PROMPT —
Reproduce verbatim the rows below, from the line containing "bush as a single dot per instance." through the line containing "Query: green bush", including both of those lines.
***** MATERIAL PROVIDED *****
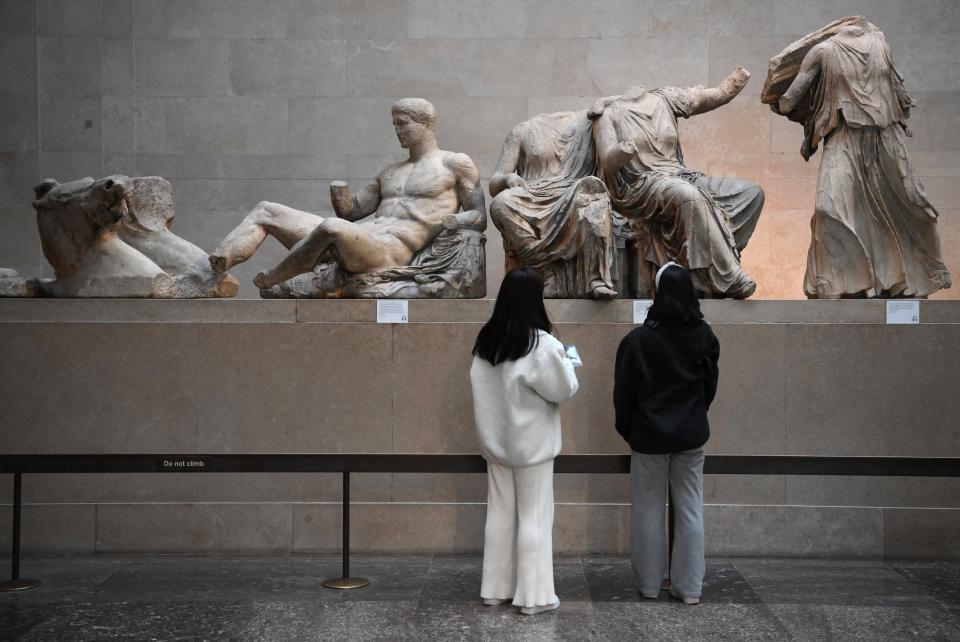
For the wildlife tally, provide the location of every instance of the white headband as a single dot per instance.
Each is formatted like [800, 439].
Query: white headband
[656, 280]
*****
***** MATERIAL PROVIDED *****
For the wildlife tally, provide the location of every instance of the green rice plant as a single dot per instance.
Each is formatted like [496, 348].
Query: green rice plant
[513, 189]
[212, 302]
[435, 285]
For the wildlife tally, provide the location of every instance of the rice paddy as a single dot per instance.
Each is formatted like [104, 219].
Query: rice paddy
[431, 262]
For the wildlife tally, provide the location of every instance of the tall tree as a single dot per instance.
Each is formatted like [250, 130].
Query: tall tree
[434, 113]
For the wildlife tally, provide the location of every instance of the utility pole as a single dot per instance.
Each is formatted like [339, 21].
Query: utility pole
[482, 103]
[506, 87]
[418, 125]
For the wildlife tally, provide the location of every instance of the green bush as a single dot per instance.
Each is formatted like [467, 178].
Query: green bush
*****
EXERCISE RESPONSE —
For the wildlife tally, provide the location of every instance of the green bush as a single dot per instance.
Each is formatted like [467, 178].
Query: green bush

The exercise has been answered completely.